## Goal
Scale the material starting with the line that contains "of the stainless" and going on through the end of the material. Write those lines out again, requests included, with every x and y coordinate multiplied by 0.8 and rounded to a whole number, halves rounding up.

** BEGIN Records for this exercise **

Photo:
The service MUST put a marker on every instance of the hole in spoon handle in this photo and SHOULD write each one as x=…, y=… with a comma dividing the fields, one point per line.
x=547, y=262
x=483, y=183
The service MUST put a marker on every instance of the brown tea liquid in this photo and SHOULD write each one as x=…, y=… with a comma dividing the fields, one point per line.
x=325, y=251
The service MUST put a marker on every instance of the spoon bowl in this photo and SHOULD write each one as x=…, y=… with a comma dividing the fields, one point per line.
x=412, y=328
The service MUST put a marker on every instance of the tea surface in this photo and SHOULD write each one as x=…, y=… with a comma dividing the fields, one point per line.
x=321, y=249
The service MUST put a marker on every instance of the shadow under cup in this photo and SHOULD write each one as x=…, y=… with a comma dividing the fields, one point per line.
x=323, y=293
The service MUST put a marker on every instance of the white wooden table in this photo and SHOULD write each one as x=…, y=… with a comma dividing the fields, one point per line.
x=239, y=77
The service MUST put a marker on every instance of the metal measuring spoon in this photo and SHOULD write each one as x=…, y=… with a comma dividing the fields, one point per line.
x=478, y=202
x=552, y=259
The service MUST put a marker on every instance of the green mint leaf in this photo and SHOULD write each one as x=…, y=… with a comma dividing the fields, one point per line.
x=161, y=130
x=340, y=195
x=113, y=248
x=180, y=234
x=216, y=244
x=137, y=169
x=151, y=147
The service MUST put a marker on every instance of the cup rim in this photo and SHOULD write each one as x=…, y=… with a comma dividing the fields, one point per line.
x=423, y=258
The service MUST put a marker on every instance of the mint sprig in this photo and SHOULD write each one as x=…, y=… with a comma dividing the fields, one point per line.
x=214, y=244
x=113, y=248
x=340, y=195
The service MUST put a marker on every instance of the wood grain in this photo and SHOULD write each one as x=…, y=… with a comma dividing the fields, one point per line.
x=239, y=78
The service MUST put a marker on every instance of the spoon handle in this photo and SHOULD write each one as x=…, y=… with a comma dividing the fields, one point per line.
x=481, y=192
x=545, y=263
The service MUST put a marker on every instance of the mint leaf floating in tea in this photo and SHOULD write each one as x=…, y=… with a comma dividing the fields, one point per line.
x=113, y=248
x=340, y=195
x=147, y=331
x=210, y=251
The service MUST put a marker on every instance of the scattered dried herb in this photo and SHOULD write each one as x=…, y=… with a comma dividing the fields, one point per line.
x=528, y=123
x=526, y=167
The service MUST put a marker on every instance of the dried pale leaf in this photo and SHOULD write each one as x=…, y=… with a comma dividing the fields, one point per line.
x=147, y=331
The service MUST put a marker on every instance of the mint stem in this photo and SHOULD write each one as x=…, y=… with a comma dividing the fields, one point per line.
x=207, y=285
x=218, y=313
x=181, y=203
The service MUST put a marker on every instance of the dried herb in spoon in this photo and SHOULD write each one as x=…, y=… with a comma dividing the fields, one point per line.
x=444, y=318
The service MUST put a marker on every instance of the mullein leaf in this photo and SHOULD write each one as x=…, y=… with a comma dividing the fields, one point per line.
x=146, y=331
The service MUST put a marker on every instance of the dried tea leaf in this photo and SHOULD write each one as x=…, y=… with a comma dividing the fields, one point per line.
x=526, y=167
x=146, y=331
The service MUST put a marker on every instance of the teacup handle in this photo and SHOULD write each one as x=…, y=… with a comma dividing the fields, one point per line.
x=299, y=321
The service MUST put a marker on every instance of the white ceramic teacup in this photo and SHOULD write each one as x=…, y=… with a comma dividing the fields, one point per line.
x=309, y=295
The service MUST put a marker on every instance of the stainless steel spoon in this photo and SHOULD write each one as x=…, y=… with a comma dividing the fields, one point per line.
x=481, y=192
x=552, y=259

** END Records for this exercise **

## Response to this exercise
The service MUST put a marker on every instance of the stainless steel spoon in this photo and SHOULD write each one as x=…, y=… with a comma dividing the fields, one point per line.
x=385, y=154
x=442, y=207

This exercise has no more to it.